#### DOCUMENT TEXT ####

I have returned to South Africa (again). She tends to get under one’s skin in strange ways that make her unforgettable, loveable and detestable in so many contradictory ways. I do have a viscous love-hate relationship with this strange land.

I came back after eight months absence and was feeling all enthralled and loving despite all the media reports of tribunals and other Stalinist controls. And after five days I experience KZN’s finest robbers in the garden. The dogs next door were barking and I was listening to them thinking “oh shut up already” but realised that they were at the back of the house and were not barking at someone on the street.

I had remarked to my partner “do the dogs always bark like that?” and (perhaps stupidly) gone to investigate the bottom of the property to see if I could see what had caused their strife. The property overlooks the neighbour’s and I hoped to be able to see into their garden, but instead found myself face to face with a totsi/crook however you wish to label him.

He was trying to steal a bicycle from next door and their dogs had discovered him so he was stuck between properties trying to pull the bicycle over after him. I froze in panic and yelled hey “WTF” (unabridged of course). He actually apologised and I yelled “go, get the f@$% out of here” and off he ran to my relief.

I was lucky. It was just after sunset, a time one feels safe and secure. We had our door open and were enjoying Durban’s weather. Now that security is ruined once again as it has so many times in the past (I have experienced robberies or people on the property trying to do so about nine times since 2002 when I had first come to Durban).

Crime is so pervasive and intrusive. And the experience of crime belies the crime statistics just released. I have only ever reported one crime to the police and was so bitterly disappointed with the Umbilo police station that I never did it again. Tonight as I write this, four neighbours have also had unknown person/persons in their gardens and none of us phoned the police. We all contacted private security forces to check gardens for more crooks and locked our doors. These incidents are all too common and never reported and therefore do not contribute to the overall crime statistics.

As a social scientist I learned to mistrust statistics as an often flawed and misused methodology and in this case they are misapplied and clearly misrepresentative of the real situation. If house breakings are up in KZN according to the police then how common are they? People in Durban do not even call the police any more when they are robbed unless they are claiming for insurance. The real number of break-ins is much higher.

So I am back for two months and happy to be here for so many reasons but there is that creeping resentment and anger as the bad starts to overwhelm the good in such a short period of time. As a foreign national I have the option to leave but how many people do not? And people should not have to feel unwelcome and fearful in their homes.

I just keep coming back despite sometimes feeling like I am leaving for good, but every chance I get I am back here exploring, working or relaxing. A Bushman friend once told me that once I got African sand in my shoes I would never really leave. He meant the Kalahari, but it seems he got it right for the continent as well. I have been back and forth to that wondrous place (the Kalahari) eight times now and I expect to go each year with few gaps here and there.

#### DATASET ####

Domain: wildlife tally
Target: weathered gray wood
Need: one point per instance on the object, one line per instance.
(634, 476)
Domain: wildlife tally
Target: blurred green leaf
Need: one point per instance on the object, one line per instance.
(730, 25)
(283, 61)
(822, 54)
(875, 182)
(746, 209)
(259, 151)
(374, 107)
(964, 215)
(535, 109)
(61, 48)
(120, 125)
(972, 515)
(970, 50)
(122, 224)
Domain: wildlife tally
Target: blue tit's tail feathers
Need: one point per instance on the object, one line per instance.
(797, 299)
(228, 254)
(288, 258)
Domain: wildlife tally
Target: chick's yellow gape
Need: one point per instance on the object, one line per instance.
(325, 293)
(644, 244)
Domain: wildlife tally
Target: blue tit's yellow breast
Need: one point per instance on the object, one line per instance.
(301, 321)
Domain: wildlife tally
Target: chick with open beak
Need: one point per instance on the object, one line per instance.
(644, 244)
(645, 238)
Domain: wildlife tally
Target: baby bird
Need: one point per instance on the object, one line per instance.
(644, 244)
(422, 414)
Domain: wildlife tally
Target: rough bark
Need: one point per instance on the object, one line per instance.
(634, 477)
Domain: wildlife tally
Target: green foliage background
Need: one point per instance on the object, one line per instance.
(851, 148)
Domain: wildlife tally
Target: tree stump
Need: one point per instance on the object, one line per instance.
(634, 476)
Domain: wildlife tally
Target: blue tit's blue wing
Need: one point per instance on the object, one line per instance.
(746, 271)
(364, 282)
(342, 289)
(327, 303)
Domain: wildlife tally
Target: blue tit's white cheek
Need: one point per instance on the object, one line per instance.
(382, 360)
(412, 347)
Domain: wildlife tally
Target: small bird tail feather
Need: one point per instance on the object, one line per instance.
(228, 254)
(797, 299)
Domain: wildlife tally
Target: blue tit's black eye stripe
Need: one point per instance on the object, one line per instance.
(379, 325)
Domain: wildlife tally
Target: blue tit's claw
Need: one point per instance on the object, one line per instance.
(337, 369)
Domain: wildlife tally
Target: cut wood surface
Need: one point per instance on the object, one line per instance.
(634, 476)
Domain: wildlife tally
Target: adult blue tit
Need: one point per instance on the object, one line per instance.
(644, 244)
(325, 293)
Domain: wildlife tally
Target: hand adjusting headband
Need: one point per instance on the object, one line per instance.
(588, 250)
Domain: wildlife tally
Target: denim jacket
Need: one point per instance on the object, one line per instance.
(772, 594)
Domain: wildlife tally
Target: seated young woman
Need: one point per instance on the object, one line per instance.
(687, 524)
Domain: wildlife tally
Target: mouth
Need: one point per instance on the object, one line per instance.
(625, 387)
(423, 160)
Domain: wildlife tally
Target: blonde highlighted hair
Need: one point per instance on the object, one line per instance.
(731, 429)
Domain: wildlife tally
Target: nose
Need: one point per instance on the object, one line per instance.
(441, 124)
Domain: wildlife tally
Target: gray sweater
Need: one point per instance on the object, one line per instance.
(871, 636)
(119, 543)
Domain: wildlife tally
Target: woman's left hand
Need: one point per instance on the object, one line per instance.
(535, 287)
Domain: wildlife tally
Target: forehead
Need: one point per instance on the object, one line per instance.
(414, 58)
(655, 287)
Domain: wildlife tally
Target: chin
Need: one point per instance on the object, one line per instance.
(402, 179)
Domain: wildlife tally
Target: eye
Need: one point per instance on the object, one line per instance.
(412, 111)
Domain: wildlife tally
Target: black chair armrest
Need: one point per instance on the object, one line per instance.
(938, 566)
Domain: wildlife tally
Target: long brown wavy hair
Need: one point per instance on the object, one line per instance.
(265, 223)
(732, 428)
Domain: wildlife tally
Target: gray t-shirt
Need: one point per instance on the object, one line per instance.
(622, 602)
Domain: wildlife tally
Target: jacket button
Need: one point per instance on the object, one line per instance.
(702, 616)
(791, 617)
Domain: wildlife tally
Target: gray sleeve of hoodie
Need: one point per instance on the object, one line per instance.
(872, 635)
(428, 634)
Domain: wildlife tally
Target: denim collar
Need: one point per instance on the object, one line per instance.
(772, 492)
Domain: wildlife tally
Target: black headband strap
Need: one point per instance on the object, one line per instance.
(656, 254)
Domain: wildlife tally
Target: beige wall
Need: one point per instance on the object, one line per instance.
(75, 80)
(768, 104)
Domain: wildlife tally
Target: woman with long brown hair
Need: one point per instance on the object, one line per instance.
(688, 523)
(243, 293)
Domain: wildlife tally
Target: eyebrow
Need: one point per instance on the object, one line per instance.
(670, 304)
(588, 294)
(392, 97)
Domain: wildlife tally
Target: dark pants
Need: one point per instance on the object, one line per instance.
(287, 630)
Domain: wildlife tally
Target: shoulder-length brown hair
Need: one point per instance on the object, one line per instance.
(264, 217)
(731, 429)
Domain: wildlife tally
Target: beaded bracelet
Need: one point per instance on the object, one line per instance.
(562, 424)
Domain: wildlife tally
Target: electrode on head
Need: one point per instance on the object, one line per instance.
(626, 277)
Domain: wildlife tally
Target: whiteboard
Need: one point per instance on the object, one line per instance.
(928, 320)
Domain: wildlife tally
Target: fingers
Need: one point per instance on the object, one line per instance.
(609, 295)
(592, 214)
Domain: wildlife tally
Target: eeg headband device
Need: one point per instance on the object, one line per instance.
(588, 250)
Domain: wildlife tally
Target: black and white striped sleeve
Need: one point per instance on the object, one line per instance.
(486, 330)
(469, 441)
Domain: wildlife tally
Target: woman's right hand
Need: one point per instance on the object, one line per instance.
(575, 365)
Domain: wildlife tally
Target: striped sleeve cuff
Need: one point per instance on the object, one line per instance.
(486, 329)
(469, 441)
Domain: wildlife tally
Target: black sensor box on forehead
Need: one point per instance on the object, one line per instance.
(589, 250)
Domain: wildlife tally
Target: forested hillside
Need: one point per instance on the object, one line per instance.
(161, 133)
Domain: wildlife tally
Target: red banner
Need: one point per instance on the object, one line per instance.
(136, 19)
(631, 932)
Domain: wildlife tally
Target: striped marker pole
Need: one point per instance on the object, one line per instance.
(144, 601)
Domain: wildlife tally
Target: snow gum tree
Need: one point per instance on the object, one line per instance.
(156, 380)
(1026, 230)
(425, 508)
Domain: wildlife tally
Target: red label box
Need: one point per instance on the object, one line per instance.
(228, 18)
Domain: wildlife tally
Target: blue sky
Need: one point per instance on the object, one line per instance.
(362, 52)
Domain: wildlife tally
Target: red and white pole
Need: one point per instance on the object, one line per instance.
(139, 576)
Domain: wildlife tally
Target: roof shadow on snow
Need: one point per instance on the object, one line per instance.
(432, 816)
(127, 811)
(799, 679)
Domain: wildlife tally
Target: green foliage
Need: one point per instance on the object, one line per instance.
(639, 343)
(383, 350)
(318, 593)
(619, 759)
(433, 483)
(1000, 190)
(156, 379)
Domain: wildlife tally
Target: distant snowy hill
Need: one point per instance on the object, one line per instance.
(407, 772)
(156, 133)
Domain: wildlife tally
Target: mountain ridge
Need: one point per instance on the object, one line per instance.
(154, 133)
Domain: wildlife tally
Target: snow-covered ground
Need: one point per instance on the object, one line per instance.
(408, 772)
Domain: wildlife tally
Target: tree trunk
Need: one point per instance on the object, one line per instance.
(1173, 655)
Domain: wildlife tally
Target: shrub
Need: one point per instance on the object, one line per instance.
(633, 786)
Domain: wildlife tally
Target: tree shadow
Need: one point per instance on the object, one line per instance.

####

EXERCISE TASK 1
From the post about returning to South Africa, reproduce the passage that begins at the words "I was lucky." and stops after the words "come to Durban).".
EXERCISE TASK 2
List every place name that appears in the post about returning to South Africa.

WRITTEN REPLY 1
I was lucky. It was just after sunset, a time one feels safe and secure. We had our door open and were enjoying Durban’s weather. Now that security is ruined once again as it has so many times in the past (I have experienced robberies or people on the property trying to do so about nine times since 2002 when I had first come to Durban).

WRITTEN REPLY 2
South Africa, KZN, Durban, Umbilo, Kalahari